■ SHORT PROBLEM: Render every line of the items below as a JSON list of strings, one string per line, with blank lines skipped and the pictures left out.
** Begin ENTRIES SUPPLIED **
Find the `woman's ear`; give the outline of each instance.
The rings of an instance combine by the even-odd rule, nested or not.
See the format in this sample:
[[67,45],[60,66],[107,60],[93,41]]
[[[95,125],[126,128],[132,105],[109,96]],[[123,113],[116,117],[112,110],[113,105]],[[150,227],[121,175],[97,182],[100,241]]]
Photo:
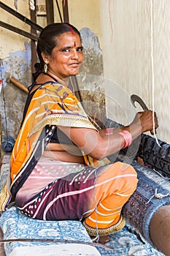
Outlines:
[[45,63],[49,62],[49,56],[47,54],[42,53],[42,58]]

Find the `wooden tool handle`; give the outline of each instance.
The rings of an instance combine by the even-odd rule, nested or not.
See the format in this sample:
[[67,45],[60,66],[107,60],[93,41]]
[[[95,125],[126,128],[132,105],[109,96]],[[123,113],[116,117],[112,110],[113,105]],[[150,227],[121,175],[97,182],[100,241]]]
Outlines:
[[17,87],[20,88],[21,90],[26,92],[27,94],[28,93],[28,89],[23,83],[20,83],[18,80],[15,78],[13,76],[12,76],[9,78],[9,81],[15,84],[15,86],[16,86]]

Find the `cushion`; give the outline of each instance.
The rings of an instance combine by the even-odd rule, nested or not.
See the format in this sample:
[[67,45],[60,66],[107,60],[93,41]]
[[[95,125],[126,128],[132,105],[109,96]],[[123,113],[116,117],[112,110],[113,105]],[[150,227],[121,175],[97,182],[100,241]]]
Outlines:
[[12,206],[2,214],[0,227],[4,239],[37,239],[5,243],[7,256],[42,256],[42,253],[45,256],[101,255],[80,221],[34,219],[23,216],[16,206]]

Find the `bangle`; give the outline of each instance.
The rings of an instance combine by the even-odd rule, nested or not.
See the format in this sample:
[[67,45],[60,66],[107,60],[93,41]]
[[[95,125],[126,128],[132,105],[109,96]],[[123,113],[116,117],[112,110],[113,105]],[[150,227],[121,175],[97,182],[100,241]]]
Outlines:
[[128,147],[131,143],[132,143],[132,137],[131,134],[127,131],[126,129],[123,129],[120,132],[117,132],[118,135],[123,137],[123,139],[125,140],[125,145],[122,148],[122,149]]
[[114,128],[107,128],[105,131],[105,135],[112,135]]

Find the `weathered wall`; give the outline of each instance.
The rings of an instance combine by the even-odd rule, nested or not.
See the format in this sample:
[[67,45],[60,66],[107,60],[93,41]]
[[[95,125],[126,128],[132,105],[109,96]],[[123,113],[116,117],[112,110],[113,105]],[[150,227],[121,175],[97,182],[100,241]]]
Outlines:
[[[14,1],[7,0],[3,2],[15,10]],[[58,1],[60,7],[61,7],[61,2],[62,0]],[[60,22],[55,0],[53,3],[55,22]],[[18,1],[18,12],[30,18],[28,1]],[[69,14],[70,23],[82,30],[85,48],[85,61],[77,78],[82,98],[90,115],[95,115],[98,118],[102,119],[105,116],[105,109],[104,83],[100,80],[103,74],[103,66],[102,52],[99,43],[101,39],[99,2],[97,0],[69,1]],[[30,32],[28,25],[2,9],[0,9],[0,15],[2,21]],[[46,26],[45,17],[37,17],[37,23],[42,27]],[[2,138],[8,135],[15,139],[20,129],[27,94],[10,83],[9,78],[14,76],[26,86],[31,84],[31,42],[29,39],[9,30],[1,27],[0,29],[0,78],[3,79],[3,86],[0,93],[1,133]],[[96,93],[98,93],[97,97]]]

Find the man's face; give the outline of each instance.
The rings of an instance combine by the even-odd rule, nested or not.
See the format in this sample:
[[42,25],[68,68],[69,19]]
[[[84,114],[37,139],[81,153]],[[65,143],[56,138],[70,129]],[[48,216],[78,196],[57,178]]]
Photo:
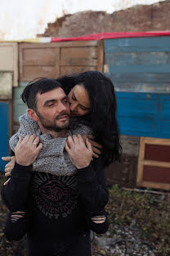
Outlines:
[[69,104],[64,90],[58,87],[36,97],[38,121],[47,130],[60,131],[69,125]]

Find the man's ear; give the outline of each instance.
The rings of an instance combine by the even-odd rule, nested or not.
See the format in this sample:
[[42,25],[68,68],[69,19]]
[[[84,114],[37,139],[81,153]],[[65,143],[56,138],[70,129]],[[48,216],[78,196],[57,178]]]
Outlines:
[[36,121],[39,120],[38,115],[36,114],[34,110],[33,110],[32,108],[28,108],[27,113],[32,120]]

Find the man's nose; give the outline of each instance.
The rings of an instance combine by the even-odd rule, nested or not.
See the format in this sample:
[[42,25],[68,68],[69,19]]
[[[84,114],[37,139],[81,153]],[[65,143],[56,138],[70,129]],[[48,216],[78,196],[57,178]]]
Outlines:
[[59,113],[65,112],[66,109],[67,109],[66,106],[65,104],[63,104],[62,103],[60,103],[60,105],[58,106],[58,112]]
[[71,111],[71,112],[75,111],[76,108],[77,108],[77,107],[78,107],[78,104],[77,104],[77,103],[71,103],[71,104],[70,104],[70,111]]

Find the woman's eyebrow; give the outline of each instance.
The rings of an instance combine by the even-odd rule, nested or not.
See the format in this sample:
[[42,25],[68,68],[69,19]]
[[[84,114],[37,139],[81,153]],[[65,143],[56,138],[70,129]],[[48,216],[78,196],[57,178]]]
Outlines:
[[79,104],[79,106],[80,106],[80,107],[84,107],[84,108],[86,108],[86,109],[90,109],[90,107],[85,107],[85,106],[82,105],[82,104]]

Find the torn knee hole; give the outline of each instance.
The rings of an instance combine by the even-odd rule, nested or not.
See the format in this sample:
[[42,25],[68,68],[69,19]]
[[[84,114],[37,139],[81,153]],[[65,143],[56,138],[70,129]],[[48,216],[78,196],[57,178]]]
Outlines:
[[19,219],[24,217],[25,217],[25,212],[20,212],[20,211],[12,213],[11,215],[11,222],[16,222]]
[[104,223],[106,220],[105,216],[95,216],[91,218],[92,222],[95,222],[96,224]]

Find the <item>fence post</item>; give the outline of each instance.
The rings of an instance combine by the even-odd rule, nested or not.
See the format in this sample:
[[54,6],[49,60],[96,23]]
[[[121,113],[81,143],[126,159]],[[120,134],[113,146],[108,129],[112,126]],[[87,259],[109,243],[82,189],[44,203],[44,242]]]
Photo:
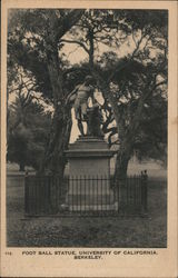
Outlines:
** End ENTRIES SUPPLIED **
■ WRITTEN REPLY:
[
  "Find the `woman's ear`; give the outline of each instance.",
  "The rings of an instance combine by the even-odd rule, nested or not.",
  "See the format in this sample:",
  "[[67,45],[60,66],[107,60],[93,41]]",
  "[[[95,125],[126,128],[132,105],[109,96]],[[123,113],[116,117],[112,110],[113,105]],[[150,227],[121,175],[97,182],[100,241]]]",
  "Photo:",
  "Outlines:",
  "[[45,63],[49,62],[49,56],[47,54],[42,53],[42,58]]",
  "Find the `wooden tool handle`; give the outline of each instance.",
  "The rings of an instance combine by the even-odd rule, nested or not.",
  "See the format in this sample:",
  "[[67,45],[60,66],[107,60],[93,41]]",
  "[[[95,125],[126,128],[132,105],[109,96]],[[123,113],[116,117],[112,110],[113,105]],[[150,227],[121,175],[97,182],[100,241]]]",
  "Outlines:",
  "[[17,87],[20,88],[21,90],[26,92],[27,94],[28,93],[28,89],[23,83],[20,83],[18,80],[15,78],[13,76],[12,76],[9,78],[9,81],[15,84],[15,86],[16,86]]",
  "Find the `cushion`; give the outline of each instance.",
  "The rings of an instance combine by the even-odd rule, nested or not.",
  "See the format in this sample:",
  "[[67,45],[60,66],[107,60],[93,41]]",
  "[[[95,125],[126,128],[132,105],[109,96]],[[123,113],[116,117],[112,110],[113,105]],[[150,227],[121,175],[97,182],[100,241]]]",
  "Outlines:",
  "[[12,206],[2,214],[0,227],[4,239],[37,239],[5,243],[7,256],[42,256],[42,253],[45,256],[101,255],[80,221],[34,219],[23,216],[16,206]]",
  "Find the `bangle`; give the outline of each instance.",
  "The rings of an instance combine by the even-odd rule, nested or not.",
  "See the format in this sample:",
  "[[67,45],[60,66],[107,60],[93,41]]",
  "[[[95,125],[126,128],[132,105],[109,96]],[[123,113],[116,117],[112,110],[113,105]],[[150,227],[121,175],[97,182],[100,241]]]",
  "Outlines:",
  "[[128,147],[131,143],[132,143],[132,137],[131,134],[127,131],[126,129],[123,129],[120,132],[117,132],[118,135],[123,137],[123,139],[125,140],[125,145],[122,148],[122,149]]",
  "[[114,128],[107,128],[105,131],[105,135],[112,135]]",
  "Find the `weathered wall`; give the outline of each instance.",
  "The rings of an instance combine by the even-odd rule, nested or not.",
  "See the format in this sample:",
  "[[67,45],[60,66],[107,60],[93,41]]",
  "[[[95,125],[126,128],[132,105],[109,96]],[[123,113],[116,117],[112,110],[113,105]],[[150,227],[121,175],[97,182],[100,241]]]",
  "Outlines:",
  "[[[14,1],[7,0],[3,2],[15,10]],[[58,1],[60,7],[61,7],[61,2],[62,0]],[[60,22],[55,0],[53,3],[55,22]],[[18,1],[18,12],[30,18],[28,1]],[[69,14],[70,23],[82,30],[85,48],[85,61],[77,78],[82,98],[90,115],[95,115],[98,118],[102,119],[105,116],[105,109],[104,83],[100,80],[103,74],[103,66],[102,52],[99,43],[101,39],[99,2],[97,0],[69,1]],[[30,32],[28,25],[2,9],[0,9],[0,15],[2,21]],[[46,26],[45,17],[37,17],[37,23],[42,27]],[[2,138],[8,135],[15,139],[20,129],[27,94],[10,83],[9,78],[14,76],[26,86],[31,84],[31,42],[29,39],[9,30],[1,27],[0,29],[0,78],[3,79],[3,86],[0,93],[1,133]],[[96,93],[98,93],[97,97]]]",
  "Find the man's face; give the outline of each instance.",
  "The rings of an instance combine by the even-odd rule, nested or not.",
  "See the format in this sample:",
  "[[42,25],[68,68],[69,19]]",
  "[[[84,114],[37,139],[81,153]],[[65,143],[56,138],[70,129]],[[48,216],[78,196],[57,178]]]",
  "Photo:",
  "Outlines:",
  "[[69,104],[64,90],[58,87],[36,97],[38,121],[47,130],[60,131],[69,125]]",
  "Find the man's ear; give the outline of each instance.",
  "The rings of an instance combine by the even-odd rule, nested or not.",
  "See the format in this sample:",
  "[[42,25],[68,68],[69,19]]",
  "[[[84,114],[37,139],[81,153]],[[65,143],[56,138],[70,129]],[[48,216],[78,196],[57,178]]]",
  "Outlines:",
  "[[36,121],[39,120],[38,115],[36,114],[34,110],[33,110],[32,108],[28,108],[27,113],[32,120]]",
  "Find the man's nose; give the outline of each instance.",
  "The rings of an instance combine by the even-odd rule, nested or not.",
  "See the format in this sample:",
  "[[42,25],[68,68],[69,19]]",
  "[[[84,114],[37,139],[81,153]],[[65,143],[56,138],[70,129]],[[48,216],[78,196],[57,178]]]",
  "Outlines:",
  "[[59,113],[65,112],[66,109],[67,109],[66,106],[65,104],[63,104],[62,103],[60,103],[60,105],[58,106],[58,112]]",
  "[[71,111],[71,112],[75,111],[76,108],[77,108],[77,107],[78,107],[78,104],[77,104],[77,103],[71,103],[71,104],[70,104],[70,111]]",
  "Find the woman's eyebrow; give the outline of each instance.",
  "The rings of an instance combine by the even-odd rule, nested or not.",
  "See the format in this sample:",
  "[[42,25],[68,68],[69,19]]",
  "[[[84,114],[37,139],[81,153]],[[65,143],[56,138],[70,129]],[[48,216],[78,196],[57,178]]]",
  "Outlines:",
  "[[79,104],[79,106],[80,106],[80,107],[84,107],[84,108],[86,108],[86,109],[90,109],[90,107],[85,107],[85,106],[82,105],[82,104]]",
  "Find the torn knee hole; give the outline of each instance.",
  "The rings of an instance combine by the even-odd rule, nested or not.",
  "See the format in this sample:",
  "[[42,25],[68,68],[69,19]]",
  "[[[84,114],[37,139],[81,153]],[[65,143],[56,138],[70,129]],[[48,216],[78,196],[57,178]]]",
  "Outlines:",
  "[[19,219],[24,217],[25,217],[25,212],[20,212],[20,211],[12,213],[11,215],[11,222],[16,222]]",
  "[[104,223],[106,220],[105,216],[95,216],[91,218],[92,222],[95,222],[96,224]]",
  "Find the <item>fence post</item>; give the outline of each instance.",
  "The rings of an instance combine by the even-odd rule, nested or not.",
  "See the format in this sample:",
  "[[54,6],[49,60],[96,23]]",
  "[[[121,113],[81,143],[126,159]],[[120,134],[113,146],[108,129],[112,126]],[[87,259],[109,243],[82,189],[44,203],[44,242]]]",
  "Photo:",
  "Outlines:"
]